Rewrite all of the entries below, swapping every instance of "bounding box" for "enclosing rectangle" and leaving everything else unchanged.

[Provided entries start]

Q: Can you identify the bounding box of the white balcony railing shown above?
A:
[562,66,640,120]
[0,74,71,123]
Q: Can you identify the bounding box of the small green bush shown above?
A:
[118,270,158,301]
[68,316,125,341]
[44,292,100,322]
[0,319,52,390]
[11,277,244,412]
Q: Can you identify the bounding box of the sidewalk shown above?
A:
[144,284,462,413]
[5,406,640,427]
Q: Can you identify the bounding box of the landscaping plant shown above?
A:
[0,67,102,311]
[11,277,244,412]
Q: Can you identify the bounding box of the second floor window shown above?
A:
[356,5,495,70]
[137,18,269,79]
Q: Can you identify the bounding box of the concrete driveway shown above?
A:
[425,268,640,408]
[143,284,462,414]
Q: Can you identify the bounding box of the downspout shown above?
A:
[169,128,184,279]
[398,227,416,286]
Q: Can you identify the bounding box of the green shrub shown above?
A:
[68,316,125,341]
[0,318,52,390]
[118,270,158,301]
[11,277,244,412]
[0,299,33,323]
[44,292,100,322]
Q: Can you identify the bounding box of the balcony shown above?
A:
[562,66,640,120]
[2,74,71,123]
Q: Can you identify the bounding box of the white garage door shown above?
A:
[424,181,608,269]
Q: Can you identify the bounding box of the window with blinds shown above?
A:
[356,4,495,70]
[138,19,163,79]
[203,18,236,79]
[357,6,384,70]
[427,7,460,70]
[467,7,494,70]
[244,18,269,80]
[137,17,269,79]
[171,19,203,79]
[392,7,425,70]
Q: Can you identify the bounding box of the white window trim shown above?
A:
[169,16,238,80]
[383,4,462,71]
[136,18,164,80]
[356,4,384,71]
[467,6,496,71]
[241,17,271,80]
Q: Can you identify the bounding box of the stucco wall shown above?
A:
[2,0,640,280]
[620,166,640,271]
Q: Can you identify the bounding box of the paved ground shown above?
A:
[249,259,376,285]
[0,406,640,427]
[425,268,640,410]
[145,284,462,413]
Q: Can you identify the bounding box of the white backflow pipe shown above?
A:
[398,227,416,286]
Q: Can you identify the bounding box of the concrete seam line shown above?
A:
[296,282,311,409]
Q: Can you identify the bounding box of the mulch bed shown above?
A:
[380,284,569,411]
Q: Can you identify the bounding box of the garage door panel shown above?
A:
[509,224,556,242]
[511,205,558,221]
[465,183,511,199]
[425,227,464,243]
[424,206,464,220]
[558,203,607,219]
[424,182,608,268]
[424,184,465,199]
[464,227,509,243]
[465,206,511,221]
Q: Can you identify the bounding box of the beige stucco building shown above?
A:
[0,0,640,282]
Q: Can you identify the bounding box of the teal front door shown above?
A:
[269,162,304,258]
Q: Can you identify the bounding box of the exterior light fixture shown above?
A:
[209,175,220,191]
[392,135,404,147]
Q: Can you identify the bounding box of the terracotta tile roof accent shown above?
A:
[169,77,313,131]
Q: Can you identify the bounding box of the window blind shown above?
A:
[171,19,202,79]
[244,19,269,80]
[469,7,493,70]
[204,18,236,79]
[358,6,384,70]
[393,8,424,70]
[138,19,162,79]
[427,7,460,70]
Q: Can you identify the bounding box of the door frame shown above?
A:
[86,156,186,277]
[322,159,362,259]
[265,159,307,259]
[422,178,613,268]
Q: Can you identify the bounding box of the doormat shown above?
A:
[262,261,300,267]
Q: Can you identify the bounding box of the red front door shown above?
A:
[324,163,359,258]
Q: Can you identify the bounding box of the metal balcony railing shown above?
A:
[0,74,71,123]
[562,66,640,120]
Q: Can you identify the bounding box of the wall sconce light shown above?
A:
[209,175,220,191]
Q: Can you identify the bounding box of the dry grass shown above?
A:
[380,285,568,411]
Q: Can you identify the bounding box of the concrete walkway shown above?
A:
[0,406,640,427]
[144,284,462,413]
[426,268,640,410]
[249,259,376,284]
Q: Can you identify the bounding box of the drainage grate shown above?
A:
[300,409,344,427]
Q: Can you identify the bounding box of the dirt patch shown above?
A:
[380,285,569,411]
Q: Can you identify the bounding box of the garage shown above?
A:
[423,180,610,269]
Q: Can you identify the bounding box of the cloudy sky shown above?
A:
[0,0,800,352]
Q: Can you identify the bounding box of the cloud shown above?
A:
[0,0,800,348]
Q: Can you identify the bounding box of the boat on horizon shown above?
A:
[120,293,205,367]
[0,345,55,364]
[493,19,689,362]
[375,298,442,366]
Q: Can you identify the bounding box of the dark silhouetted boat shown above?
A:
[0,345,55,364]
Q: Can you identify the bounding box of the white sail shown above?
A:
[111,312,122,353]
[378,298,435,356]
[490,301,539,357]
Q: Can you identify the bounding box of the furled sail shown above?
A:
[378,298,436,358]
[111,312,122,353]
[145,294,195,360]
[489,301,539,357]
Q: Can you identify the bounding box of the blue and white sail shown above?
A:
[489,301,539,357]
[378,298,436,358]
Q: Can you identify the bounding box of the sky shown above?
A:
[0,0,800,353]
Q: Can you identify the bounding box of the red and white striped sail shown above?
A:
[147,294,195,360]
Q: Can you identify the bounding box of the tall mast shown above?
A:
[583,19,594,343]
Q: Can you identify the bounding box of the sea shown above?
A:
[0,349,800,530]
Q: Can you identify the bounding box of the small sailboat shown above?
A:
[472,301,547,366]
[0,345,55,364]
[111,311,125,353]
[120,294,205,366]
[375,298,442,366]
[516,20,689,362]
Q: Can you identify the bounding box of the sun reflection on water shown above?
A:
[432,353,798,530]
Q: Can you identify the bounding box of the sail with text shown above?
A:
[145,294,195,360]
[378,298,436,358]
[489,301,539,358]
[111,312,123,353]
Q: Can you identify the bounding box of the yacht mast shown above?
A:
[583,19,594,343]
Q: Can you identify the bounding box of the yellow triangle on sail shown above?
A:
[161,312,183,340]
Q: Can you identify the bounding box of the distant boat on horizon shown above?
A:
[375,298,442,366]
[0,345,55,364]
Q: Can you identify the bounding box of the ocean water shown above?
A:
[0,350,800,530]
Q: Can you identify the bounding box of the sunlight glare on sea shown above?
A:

[Provided entries end]

◆ Full answer
Q: Can you identify the enclosing rectangle of the white balcony railing shown above?
A:
[562,66,640,120]
[0,74,71,123]
Q: Can you identify the enclosing rectangle of the small green bush shown above?
A:
[118,270,158,301]
[68,316,125,341]
[44,292,100,322]
[0,319,52,390]
[11,277,244,412]
Q: Can you identify the enclosing rectangle of the sidewalk shown above?
A:
[144,284,462,413]
[5,406,640,427]
Q: Can you identify the enclosing rectangle of the landscaping plant shown above?
A:
[0,67,102,311]
[11,277,244,412]
Q: Can you identify the enclosing rectangle of the second floor window shown above?
A:
[356,5,495,70]
[137,18,269,79]
Q: Can you identify the enclosing rectangle of the concrete driveway shown above?
A:
[425,268,640,408]
[143,284,462,414]
Q: Can you identify the enclosing rectangle of the downspout shown above?
A:
[169,128,184,279]
[398,227,416,286]
Q: Can you identify the enclosing rectangle of the green shrub shown above?
A:
[68,316,125,341]
[0,318,52,390]
[118,270,158,301]
[11,277,244,412]
[0,299,33,323]
[44,292,100,322]
Q: Can you identify the enclosing rectangle of the balcony shown above?
A:
[562,66,640,120]
[2,74,71,123]
Q: Can you identify the enclosing rectangle of the white garage door shown above?
A:
[424,181,608,269]
Q: Can you identify the enclosing rectangle of the window with blinds shown above?
A:
[356,4,495,70]
[138,19,163,79]
[203,18,236,79]
[357,6,384,70]
[427,7,460,70]
[467,7,494,70]
[244,18,269,80]
[137,17,269,79]
[171,19,203,79]
[392,7,425,70]
Q: Can you identify the enclosing rectangle of the white window trim shown above?
A:
[169,16,238,80]
[383,4,462,71]
[136,18,164,80]
[356,4,384,71]
[467,6,496,71]
[241,17,271,80]
Q: Can you identify the enclosing rectangle of the stucco wall shown above?
A:
[2,0,640,280]
[620,166,640,271]
Q: Can you identify the enclosing rectangle of the paved ground shown above?
A:
[249,259,376,285]
[0,406,640,427]
[425,268,640,410]
[145,284,462,413]
Q: Can you identify the enclosing rectangle of the white backflow pipe shown above?
A:
[398,227,416,286]
Q: Can you identify the enclosing rectangle of the concrete seam line shown above?
A:
[296,282,311,409]
Q: Can you identify the enclosing rectangle of the mulch bed shown above?
A:
[380,284,569,411]
Q: Can you identify the enclosing rectangle of the garage door panel shown above?
A:
[509,224,556,242]
[511,205,558,221]
[465,183,511,199]
[425,227,464,243]
[424,206,464,220]
[558,203,607,219]
[424,182,608,268]
[424,184,465,199]
[464,227,509,243]
[465,206,511,221]
Q: Can you identify the enclosing rectangle of the beige stucco building shown above?
A:
[0,0,640,282]
Q: Can you identify the enclosing rectangle of the teal front door shown above?
A:
[269,162,304,258]
Q: Can you identify the enclosing rectangle of the exterior light fixture shown above?
A:
[209,175,220,191]
[392,135,404,147]
Q: Can you identify the enclosing rectangle of the terracotta tile roof accent shown above?
A:
[169,77,313,131]
Q: Can you identify the enclosing rectangle of the window blind shown above?
A:
[171,19,202,79]
[244,19,269,80]
[469,7,493,70]
[204,18,236,79]
[358,6,384,70]
[393,8,424,70]
[138,19,162,79]
[427,7,460,70]
Q: Can you identify the enclosing rectangle of the door frame shown above?
A:
[86,156,186,277]
[322,159,362,259]
[265,159,307,259]
[422,178,613,268]
Q: Can you identify the enclosing rectangle of the doormat shown above?
A:
[262,261,300,267]
Q: Can you identify the enclosing rectangle of the red front door shown above?
A:
[324,163,359,258]
Q: Can you identify the enclosing rectangle of the metal balcony railing shown above?
A:
[0,74,71,123]
[562,66,640,120]
Q: Can you identify the enclosing rectangle of the wall sconce light shown above?
A:
[209,175,220,191]
Q: Can you identify the enclosing rectangle of the dry grass shown above?
A:
[380,285,568,411]
Q: Can you identify the enclosing rectangle of the concrete walkway shown above?
A:
[0,406,640,427]
[144,284,462,413]
[426,268,640,410]
[249,259,376,284]
Q: Can you identify the enclosing rectangle of the drainage grate shown above?
A:
[300,409,344,427]
Q: Can you identify the enclosing rectangle of the dirt patch shown above?
A:
[380,285,569,411]
Q: Can you identify the enclosing rectangle of the garage shown above?
A:
[423,180,610,269]
Q: Can you identify the enclosing rectangle of the cloudy sky shown above?
A:
[0,0,800,352]
Q: Can you identify the enclosing rectangle of the cloud shown above?
A:
[0,0,800,348]
Q: Can you identify the enclosing rectangle of the boat on horizon shown above?
A:
[120,293,205,367]
[0,345,55,364]
[493,19,689,362]
[375,298,442,366]
Q: Can you identify the enclosing rectangle of the dark silhouetted boat shown above?
A:
[0,345,55,364]
Q: Can you identify the enclosing rectangle of the white sail shown above?
A:
[111,312,122,353]
[378,298,435,356]
[490,301,539,357]
Q: Can you identify the enclosing rectangle of the furled sail shown above?
A:
[378,298,436,358]
[111,312,122,353]
[145,294,195,360]
[489,301,539,357]
Q: Can you identify the enclosing rectangle of the blue and white sail shown above?
A:
[489,301,539,357]
[378,298,436,358]
Q: Can you identify the enclosing rectangle of the sky shown above?
A:
[0,0,800,353]
Q: Can you identify the enclosing rectangle of the red and white striped sail shown above?
A:
[147,294,195,360]
Q: Can you identify the enclosing rectangle of the tall mast shown above?
A:
[583,19,594,343]
Q: Can you identify the enclosing rectangle of the sea shown above?
A:
[0,349,800,530]
Q: Can you identify the enclosing rectangle of the small sailboat shown above?
A:
[472,301,547,366]
[0,345,55,364]
[111,311,125,353]
[120,294,205,366]
[375,298,442,366]
[516,20,689,362]
Q: Can you identify the enclosing rectangle of the sun reflection on water shown above?
A:
[432,353,798,530]
Q: Can you identify the enclosing rectangle of the sail with text shown above?
A:
[145,294,195,360]
[378,298,436,358]
[489,301,539,358]
[111,312,123,353]
Q: Can you identify the enclosing rectangle of the yacht mast shown above?
A:
[583,19,594,343]
Q: Can you identify the enclosing rectangle of the yellow triangle on sail shown above?
A:
[161,312,183,340]
Q: Can you identify the enclosing rectangle of the distant boat on horizon shown above?
A:
[375,298,442,366]
[0,345,55,364]
Q: Can you identify the enclosing rectangle of the ocean water shown above?
A:
[0,350,800,530]
Q: Can you identify the enclosing rectangle of the sunlight glare on sea shown above?
A:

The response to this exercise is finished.